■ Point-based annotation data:
▬▬▬

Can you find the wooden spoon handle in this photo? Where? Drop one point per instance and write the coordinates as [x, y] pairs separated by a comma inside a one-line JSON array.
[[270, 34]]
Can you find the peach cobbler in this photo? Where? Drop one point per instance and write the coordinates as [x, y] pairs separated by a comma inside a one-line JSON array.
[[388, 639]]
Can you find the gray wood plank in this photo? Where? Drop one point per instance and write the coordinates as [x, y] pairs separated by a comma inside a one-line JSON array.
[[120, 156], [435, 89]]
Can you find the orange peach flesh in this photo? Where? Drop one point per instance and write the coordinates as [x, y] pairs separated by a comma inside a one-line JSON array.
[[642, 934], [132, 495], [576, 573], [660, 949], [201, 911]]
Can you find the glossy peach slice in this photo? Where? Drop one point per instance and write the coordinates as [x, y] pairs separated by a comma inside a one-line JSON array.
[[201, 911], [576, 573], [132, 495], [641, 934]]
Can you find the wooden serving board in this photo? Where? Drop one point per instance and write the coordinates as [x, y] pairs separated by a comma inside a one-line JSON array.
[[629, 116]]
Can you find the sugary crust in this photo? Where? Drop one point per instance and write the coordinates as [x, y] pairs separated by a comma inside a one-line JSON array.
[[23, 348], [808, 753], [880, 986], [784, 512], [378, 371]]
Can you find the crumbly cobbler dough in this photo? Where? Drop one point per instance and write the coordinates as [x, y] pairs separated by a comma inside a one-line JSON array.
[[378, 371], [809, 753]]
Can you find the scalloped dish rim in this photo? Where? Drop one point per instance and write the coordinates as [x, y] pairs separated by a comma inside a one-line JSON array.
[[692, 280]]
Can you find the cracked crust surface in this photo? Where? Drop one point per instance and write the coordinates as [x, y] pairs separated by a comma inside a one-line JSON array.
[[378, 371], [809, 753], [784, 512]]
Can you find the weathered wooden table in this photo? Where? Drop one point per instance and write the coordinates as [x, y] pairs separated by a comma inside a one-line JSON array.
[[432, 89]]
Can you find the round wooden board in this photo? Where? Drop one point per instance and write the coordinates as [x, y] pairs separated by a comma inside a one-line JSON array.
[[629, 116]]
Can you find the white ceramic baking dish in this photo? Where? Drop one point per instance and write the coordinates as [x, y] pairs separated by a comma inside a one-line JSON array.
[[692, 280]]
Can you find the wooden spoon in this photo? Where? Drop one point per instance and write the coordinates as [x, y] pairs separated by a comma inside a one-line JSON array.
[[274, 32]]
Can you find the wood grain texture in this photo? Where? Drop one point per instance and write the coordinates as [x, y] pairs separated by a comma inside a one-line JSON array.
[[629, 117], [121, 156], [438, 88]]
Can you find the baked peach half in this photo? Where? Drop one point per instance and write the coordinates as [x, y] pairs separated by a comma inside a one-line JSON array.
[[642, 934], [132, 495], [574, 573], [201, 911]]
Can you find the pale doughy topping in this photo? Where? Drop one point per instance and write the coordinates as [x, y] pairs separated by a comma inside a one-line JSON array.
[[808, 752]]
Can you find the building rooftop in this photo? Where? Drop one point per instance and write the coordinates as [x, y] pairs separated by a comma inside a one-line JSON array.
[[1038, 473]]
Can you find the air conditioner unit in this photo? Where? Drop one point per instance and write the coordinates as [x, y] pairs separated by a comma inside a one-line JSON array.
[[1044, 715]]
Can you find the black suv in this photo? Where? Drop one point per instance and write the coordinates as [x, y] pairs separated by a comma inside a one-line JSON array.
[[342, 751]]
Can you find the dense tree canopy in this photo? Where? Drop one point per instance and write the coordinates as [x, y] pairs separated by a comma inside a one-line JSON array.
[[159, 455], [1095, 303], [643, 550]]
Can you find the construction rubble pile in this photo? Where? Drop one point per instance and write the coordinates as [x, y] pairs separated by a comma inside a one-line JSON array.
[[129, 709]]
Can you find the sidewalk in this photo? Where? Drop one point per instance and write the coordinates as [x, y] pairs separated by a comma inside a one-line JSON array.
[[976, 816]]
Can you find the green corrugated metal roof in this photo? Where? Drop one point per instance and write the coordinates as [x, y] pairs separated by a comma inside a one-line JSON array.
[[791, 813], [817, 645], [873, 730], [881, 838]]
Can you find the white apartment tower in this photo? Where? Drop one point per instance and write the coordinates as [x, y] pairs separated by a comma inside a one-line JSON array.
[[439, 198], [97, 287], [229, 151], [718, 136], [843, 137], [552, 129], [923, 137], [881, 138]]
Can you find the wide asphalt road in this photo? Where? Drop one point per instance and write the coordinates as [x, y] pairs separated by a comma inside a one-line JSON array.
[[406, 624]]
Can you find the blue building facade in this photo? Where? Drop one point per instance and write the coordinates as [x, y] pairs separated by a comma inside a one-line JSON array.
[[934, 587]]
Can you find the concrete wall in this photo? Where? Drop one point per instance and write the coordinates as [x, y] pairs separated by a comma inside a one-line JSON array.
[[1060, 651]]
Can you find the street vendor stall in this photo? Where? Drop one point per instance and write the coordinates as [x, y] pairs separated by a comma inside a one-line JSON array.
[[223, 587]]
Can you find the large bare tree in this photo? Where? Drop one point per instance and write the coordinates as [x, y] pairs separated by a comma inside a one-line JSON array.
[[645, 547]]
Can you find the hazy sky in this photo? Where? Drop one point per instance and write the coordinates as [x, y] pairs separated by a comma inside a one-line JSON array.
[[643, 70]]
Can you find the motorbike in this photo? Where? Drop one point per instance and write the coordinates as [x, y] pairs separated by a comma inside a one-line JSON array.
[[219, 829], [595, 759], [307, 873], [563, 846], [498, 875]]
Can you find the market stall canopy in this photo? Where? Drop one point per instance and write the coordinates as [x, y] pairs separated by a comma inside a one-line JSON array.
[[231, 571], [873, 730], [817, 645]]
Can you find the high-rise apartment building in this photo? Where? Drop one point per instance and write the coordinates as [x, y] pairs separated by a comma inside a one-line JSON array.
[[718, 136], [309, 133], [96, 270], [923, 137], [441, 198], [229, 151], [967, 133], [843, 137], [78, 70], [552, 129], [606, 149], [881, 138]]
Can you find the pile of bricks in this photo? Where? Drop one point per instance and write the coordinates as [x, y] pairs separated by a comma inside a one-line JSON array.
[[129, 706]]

▬▬▬

■ TASK GOAL:
Rewrite the records above with "one-line" changed to "single-line" everywhere it appears, leaving every other word and figure as it is.

■ COMPLETE RESPONSE:
Can you find the wooden spoon handle in this photo? Where? Drop one point per instance and write the coordinates as [x, y] pairs separated by a comma inside a single-line JSON array.
[[270, 34]]
Can you find the peach cobbler in this photo? Where? Drop one point per instance and write the coordinates as [x, y] pairs separated by a comma inside a single-line JSON array.
[[388, 639]]
Can you find the gray wood plank in this photo? Where? Drop one point per instance and write the coordinates as [x, y] pairs separated by a comma inside a single-line JSON array.
[[120, 156], [435, 89]]
Can you find the orange peach flesh in this photo? Where? Drop one point per instance and write the coordinates as [x, y] pairs separated by a comma inside a single-line JSON array.
[[642, 934], [132, 495], [576, 573], [660, 949], [201, 911]]
Can you find the glossy peach slice in this photo? Where? Drop one point per instance and write the coordinates as [x, y] pairs separated by a comma inside a single-line JSON array.
[[201, 911], [576, 573], [132, 495], [641, 934]]
Can you find the wooden serving board in this photo? Where? Drop one point per instance and write the coordinates as [x, y] pairs separated by a comma inside a single-line JSON array.
[[629, 116]]
Can you find the sugary crust in this photo? Where? Drop one point per instance and write the coordinates as [x, y] pairs separated by a comma inside a single-line JSON array.
[[23, 348], [808, 753], [880, 986], [784, 512], [378, 371]]
Can you find the crumbly cobbler dough in this photo? Where? Drop one point per instance and write the coordinates as [x, y] pairs separated by a comma inside a single-line JSON array.
[[378, 371], [809, 753]]
Can you find the scalloped dish rim in this photo? Where? Drop one point per instance and write the coordinates as [x, y] pairs separated by a comma inside a single-line JSON array.
[[692, 280]]
Can you find the cracked crust surface in this photo? Where? Drop one point per instance and write the coordinates as [x, y] pairs separated by a comma inside a single-line JSON array.
[[378, 371], [809, 753], [784, 512]]
Can you find the weathered wooden table in this photo? Where? Drop one point per instance and write the coordinates as [x, y] pairs separated by a comma inside a single-line JSON array.
[[432, 89]]
Can you find the round wooden board in this photo? Where? Drop one point per instance and write the coordinates as [x, y] pairs separated by a comma inside a single-line JSON array.
[[629, 116]]
Can you find the white ceramic baking dish in this photo? Where? Drop one point per instance and write the coordinates as [x, y] pairs separated by a comma inside a single-line JSON array.
[[692, 280]]
Can you find the wooden spoon in this photo? Where? Drop one point per instance and write the coordinates as [x, y] pairs separated by a comma inside a single-line JSON array.
[[274, 32]]
Can you find the wood grain texture in this photo? Where? Drop one point per instance and write the coordinates as [x, y] pairs separated by a comma inside a single-line JSON array.
[[629, 117], [121, 156], [438, 88]]
Can you find the baked peach half in this photo? Where? Drop one point per instance and write the coordinates as [x, y] pairs separated by a comma inside a single-line JSON array.
[[642, 934], [132, 495], [574, 573], [201, 911]]
Can you find the pale doughy topping in this photo? Where? Drop one point per instance and write the coordinates as [x, y] pairs separated by a comma inside a single-line JSON array.
[[808, 752]]
Can you find the building rooftop in this photo? Where? Drop one point per instance and write the coordinates as [x, y] pairs separated by a comma inside a single-line JSON array.
[[1038, 473]]
Can you find the air conditioner unit in this photo? Where? Drop one point per instance and write the coordinates as [x, y] pairs separated by a comma inside a single-line JSON array.
[[1044, 715]]
Can you find the black suv in this photo? Where? Drop one point per instance and write the coordinates as [x, y] pairs separated by a comma inside a single-line JSON array.
[[342, 751]]
Can you find the dense tree canopy in this photo? Where? Drop one point per instance and write the coordinates as [x, y] pairs separated by a comma inside a single-line JSON array.
[[159, 455], [1095, 303], [643, 550]]
Can you find the construction rubble pile in this photo? Where? Drop one point per instance and write the coordinates as [x, y] pairs separated by a comma inside a single-line JSON array.
[[129, 709]]
Can you find the sidewalk in this photo? Where? Drop one point per instance and write the coordinates as [x, y] pairs separated by a comma inside a single-line JSON array.
[[976, 816]]
Can you find the green corrugated metal roof in this photo? Where? Drop one point per instance and write the coordinates as [x, y] pairs separated by a comma inside a single-line JSON array.
[[791, 813], [817, 645], [873, 730], [881, 838]]
Can you find the white apartment tower in this photo? Where? Drop one point per instance and write the coordinates as [x, y] pairs separated by a comma inside a single-line JSON array.
[[439, 198], [97, 287], [229, 151], [718, 136], [843, 137], [552, 129], [923, 137], [881, 138]]
Can you find the wide asphalt road in this photo? Where? Drop one point per instance and write the coordinates as [x, y] pairs separated by a comma inside a single-line JSON array.
[[406, 624]]
Can you find the blue building facade in this photo? Where? Drop one point per instance and write the coordinates as [x, y] pairs separated by a comma inside a single-line JSON array.
[[934, 587]]
Can you find the concrete wall in this photo? Where? Drop one point per instance and write the coordinates as [x, y] pairs separated by a comma inside a single-line JSON array.
[[1060, 651]]
Can you find the street vendor stall in this photo? Where? Drop one point per instance and write the coordinates as [x, y] pairs separated by a comma inside a single-line JSON array.
[[223, 587]]
Can you find the large bare tree in this photo? Where? Drop one point per instance and write the coordinates as [x, y] pairs separated by a comma inside a single-line JSON array.
[[645, 547]]
Can you find the hazy sky in this photo? Where? Drop one point per instance and write the coordinates as [x, y] pairs separated by a comma inside a single-line JSON array.
[[643, 70]]
Can you find the motorbike in this photo? Where? Drop one point per instance and write the coordinates as [x, y] pairs separated by a comma inside a single-line JSON array.
[[219, 829], [595, 759], [307, 873], [563, 846], [498, 875]]
Can you find the market stall canopy in this photo? Where? Drop one point per instance and write the coordinates as [x, y] pairs separated by a comma inside a single-line JSON array.
[[231, 571], [873, 730], [817, 645]]
Can you find the high-rise apartment building in this photo? Where? Drop one point per instance and write the coordinates as [x, y] pairs separated by a comma inside a single-line JSON array.
[[718, 136], [309, 133], [96, 270], [923, 137], [441, 198], [229, 151], [967, 133], [843, 137], [78, 70], [552, 129], [606, 149], [881, 138]]
Can you find the pile of bricks in this photo? Where? Drop one point per instance and write the coordinates as [x, y] pairs separated by a comma inside a single-line JSON array.
[[129, 706]]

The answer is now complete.